#### DATASET RECORDS ####
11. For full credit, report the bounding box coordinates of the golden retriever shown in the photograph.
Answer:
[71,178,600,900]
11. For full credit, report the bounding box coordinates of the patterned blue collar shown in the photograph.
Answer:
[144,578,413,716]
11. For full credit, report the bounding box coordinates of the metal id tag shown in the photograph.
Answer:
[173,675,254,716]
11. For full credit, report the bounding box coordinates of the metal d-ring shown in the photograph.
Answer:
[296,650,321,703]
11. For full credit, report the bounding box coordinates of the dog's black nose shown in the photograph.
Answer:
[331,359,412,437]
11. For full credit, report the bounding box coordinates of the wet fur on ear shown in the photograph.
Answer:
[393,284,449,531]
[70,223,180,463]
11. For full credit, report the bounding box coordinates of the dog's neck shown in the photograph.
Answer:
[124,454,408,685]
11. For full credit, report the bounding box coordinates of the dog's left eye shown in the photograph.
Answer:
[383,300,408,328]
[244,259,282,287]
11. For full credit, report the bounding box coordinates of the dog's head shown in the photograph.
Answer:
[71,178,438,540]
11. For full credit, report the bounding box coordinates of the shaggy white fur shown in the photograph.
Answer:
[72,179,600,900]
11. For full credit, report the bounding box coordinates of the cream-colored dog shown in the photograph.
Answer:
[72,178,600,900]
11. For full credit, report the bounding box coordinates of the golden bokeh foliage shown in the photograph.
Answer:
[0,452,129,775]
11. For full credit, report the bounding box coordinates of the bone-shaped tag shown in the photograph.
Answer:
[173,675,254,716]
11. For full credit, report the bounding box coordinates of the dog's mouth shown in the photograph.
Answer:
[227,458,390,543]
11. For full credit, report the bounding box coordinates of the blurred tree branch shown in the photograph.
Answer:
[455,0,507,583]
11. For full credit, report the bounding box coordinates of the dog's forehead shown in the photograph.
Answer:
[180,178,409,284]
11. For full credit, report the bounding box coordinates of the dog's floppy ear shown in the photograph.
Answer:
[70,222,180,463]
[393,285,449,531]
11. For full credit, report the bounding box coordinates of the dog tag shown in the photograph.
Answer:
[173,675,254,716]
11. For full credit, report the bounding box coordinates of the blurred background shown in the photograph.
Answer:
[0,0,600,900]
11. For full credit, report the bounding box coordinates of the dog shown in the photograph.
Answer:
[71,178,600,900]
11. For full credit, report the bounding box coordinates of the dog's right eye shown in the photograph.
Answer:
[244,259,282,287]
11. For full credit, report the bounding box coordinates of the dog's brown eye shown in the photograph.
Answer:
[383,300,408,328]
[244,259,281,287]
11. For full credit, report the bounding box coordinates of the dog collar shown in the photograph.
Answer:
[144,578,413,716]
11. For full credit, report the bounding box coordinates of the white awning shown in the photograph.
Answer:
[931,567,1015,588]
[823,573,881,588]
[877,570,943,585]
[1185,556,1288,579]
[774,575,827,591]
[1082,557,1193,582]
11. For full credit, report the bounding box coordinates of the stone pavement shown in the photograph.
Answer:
####
**WORK TO BE COMPLETED:**
Rescale the lines from the one containing "foliage shown in the photograph." through the end of the records. Write each of those lines again in full, multiplying every bounding box coordinate in the answers by 2.4 and rounding to whole numbers, halves up.

**ANSWER FOR THIS EXERCISE:**
11. For full credit, report the bounding box coordinates of the golden bokeh foliage shown in the photograph.
Answer:
[0,1085,310,1860]
11. For full credit, report the bounding box coordinates of the bone-shaped tag shown in the photograph.
Answer:
[415,1620,610,1718]
11. For full credit, report the bounding box coordinates of the dog's mouth shown in the photograph.
Answer:
[545,1099,936,1303]
11. For full credit, report the bounding box coordinates of the blurred tree branch shown in the photograph.
Answer:
[1092,0,1217,1399]
11. For full credit, report the bounding box coordinates of the dog's forehead shown in the photograph.
Answer:
[432,427,982,682]
11. For full credit, report the bounding box coordinates of the dog's floppy ear shown in the photograph.
Answer:
[168,533,432,1111]
[943,684,1078,1274]
11. For full credit, report the bounding box coordinates of the dog tag shown in the photograph.
Answer:
[415,1620,610,1718]
11. For full credit, report the bounding box coordinates of the blurred background shown in the photograph.
Answer:
[0,0,1440,2160]
11. For full credit, report the bounding box coordinates of the dog shown in the photograph.
Answer:
[170,427,1440,2160]
11. For full credit, report the bounding box coordinates of the dog's right eye shown in the photograph.
Answer:
[586,622,677,689]
11. For full credit, report the bounding box coordinates of the dog's brown eye shown in the photograph.
Answer:
[919,720,979,787]
[586,622,674,689]
11. For full credit, report the bounding box coordinates of the dog collar shown in the photograph.
Answer:
[346,1387,991,1718]
11. For full credit, report the bounding box coordinates of the white awning shown in the photograph.
Answer:
[2234,1361,2436,1411]
[1975,1375,2114,1411]
[2105,1368,2263,1404]
[2844,1334,3091,1390]
[1858,1380,1985,1418]
[2597,1337,2863,1397]
11. For full credit, report the bounding box coordinates of the stone pavement shown in the photograph.
Answer:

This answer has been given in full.